## BEGIN Data shown

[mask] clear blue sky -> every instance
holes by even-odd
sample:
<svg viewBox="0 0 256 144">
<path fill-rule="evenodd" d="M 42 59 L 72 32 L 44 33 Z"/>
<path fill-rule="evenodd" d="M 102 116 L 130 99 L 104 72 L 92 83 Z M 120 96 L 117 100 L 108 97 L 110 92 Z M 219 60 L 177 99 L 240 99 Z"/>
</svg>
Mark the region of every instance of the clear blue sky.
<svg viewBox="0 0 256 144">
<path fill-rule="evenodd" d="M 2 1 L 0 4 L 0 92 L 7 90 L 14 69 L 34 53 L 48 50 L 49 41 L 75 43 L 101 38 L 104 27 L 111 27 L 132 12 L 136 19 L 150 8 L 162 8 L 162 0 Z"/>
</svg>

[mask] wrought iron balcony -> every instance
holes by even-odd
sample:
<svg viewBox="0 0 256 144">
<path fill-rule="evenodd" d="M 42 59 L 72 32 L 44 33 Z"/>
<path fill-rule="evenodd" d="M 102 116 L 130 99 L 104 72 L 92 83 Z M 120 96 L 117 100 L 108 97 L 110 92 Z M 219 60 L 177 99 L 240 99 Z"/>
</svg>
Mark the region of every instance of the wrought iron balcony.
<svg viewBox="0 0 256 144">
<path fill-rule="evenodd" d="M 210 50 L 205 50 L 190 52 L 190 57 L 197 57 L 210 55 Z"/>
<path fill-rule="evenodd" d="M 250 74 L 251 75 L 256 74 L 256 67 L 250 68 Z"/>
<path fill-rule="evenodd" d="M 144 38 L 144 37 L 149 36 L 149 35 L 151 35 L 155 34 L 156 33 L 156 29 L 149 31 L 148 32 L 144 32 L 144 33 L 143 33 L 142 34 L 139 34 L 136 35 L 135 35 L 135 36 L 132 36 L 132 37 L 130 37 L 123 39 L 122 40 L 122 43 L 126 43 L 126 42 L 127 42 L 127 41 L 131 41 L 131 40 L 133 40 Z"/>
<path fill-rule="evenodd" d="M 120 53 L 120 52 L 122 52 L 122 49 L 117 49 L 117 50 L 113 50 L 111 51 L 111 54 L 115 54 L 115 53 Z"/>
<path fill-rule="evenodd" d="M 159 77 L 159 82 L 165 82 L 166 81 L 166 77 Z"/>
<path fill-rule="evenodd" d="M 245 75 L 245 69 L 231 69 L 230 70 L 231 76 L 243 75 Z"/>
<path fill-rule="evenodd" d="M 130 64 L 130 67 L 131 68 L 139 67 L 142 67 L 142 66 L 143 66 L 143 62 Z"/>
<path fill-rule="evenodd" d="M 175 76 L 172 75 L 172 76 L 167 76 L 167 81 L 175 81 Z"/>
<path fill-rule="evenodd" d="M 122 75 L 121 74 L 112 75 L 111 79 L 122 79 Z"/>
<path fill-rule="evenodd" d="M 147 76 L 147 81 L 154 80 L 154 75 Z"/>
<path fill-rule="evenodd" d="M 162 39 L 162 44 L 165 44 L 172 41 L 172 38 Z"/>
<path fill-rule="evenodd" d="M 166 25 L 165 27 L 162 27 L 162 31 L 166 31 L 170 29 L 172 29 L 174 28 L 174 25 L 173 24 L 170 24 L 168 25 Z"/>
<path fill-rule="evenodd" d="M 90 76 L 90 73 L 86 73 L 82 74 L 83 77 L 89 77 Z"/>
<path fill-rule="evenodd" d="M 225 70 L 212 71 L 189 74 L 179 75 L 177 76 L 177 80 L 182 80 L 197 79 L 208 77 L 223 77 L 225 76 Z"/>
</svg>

## END Data shown

Rescale the records starting at the line that contains "[mask] wrought iron balcony -> every instance" and ending at the line that contains "159 77 L 159", reproducing only those lines, requests included. In the answer outlines, multiply every number (viewBox values and path coordinates) by 1.85 and round to whole numbers with halves up, leaving the requests and their sample outlines unchanged.

◆ Response for this exercise ◆
[mask] wrought iron balcony -> every instance
holes by even-odd
sample:
<svg viewBox="0 0 256 144">
<path fill-rule="evenodd" d="M 42 59 L 72 32 L 44 33 Z"/>
<path fill-rule="evenodd" d="M 102 116 L 130 99 L 104 72 L 92 83 Z M 120 96 L 117 100 L 108 97 L 110 92 Z M 219 60 L 177 99 L 240 99 Z"/>
</svg>
Mark the region of every instance of the wrought iron balcony.
<svg viewBox="0 0 474 266">
<path fill-rule="evenodd" d="M 389 93 L 379 93 L 352 96 L 352 105 L 364 105 L 389 102 Z"/>
<path fill-rule="evenodd" d="M 463 137 L 464 139 L 474 137 L 474 124 L 463 126 Z"/>
<path fill-rule="evenodd" d="M 266 70 L 266 68 L 276 67 L 276 65 L 279 65 L 287 63 L 289 61 L 289 54 L 276 57 L 274 59 L 266 59 L 266 61 L 265 61 L 263 63 L 257 63 L 252 65 L 250 65 L 250 67 L 244 67 L 244 68 L 241 68 L 228 72 L 226 74 L 226 80 L 233 80 L 233 78 L 235 78 L 235 76 L 242 76 L 242 74 L 246 74 Z"/>
<path fill-rule="evenodd" d="M 222 98 L 222 96 L 226 96 L 226 91 L 216 91 L 216 93 L 209 93 L 205 94 L 205 100 L 213 100 L 213 98 Z"/>
<path fill-rule="evenodd" d="M 294 142 L 294 152 L 305 152 L 307 150 L 307 142 Z"/>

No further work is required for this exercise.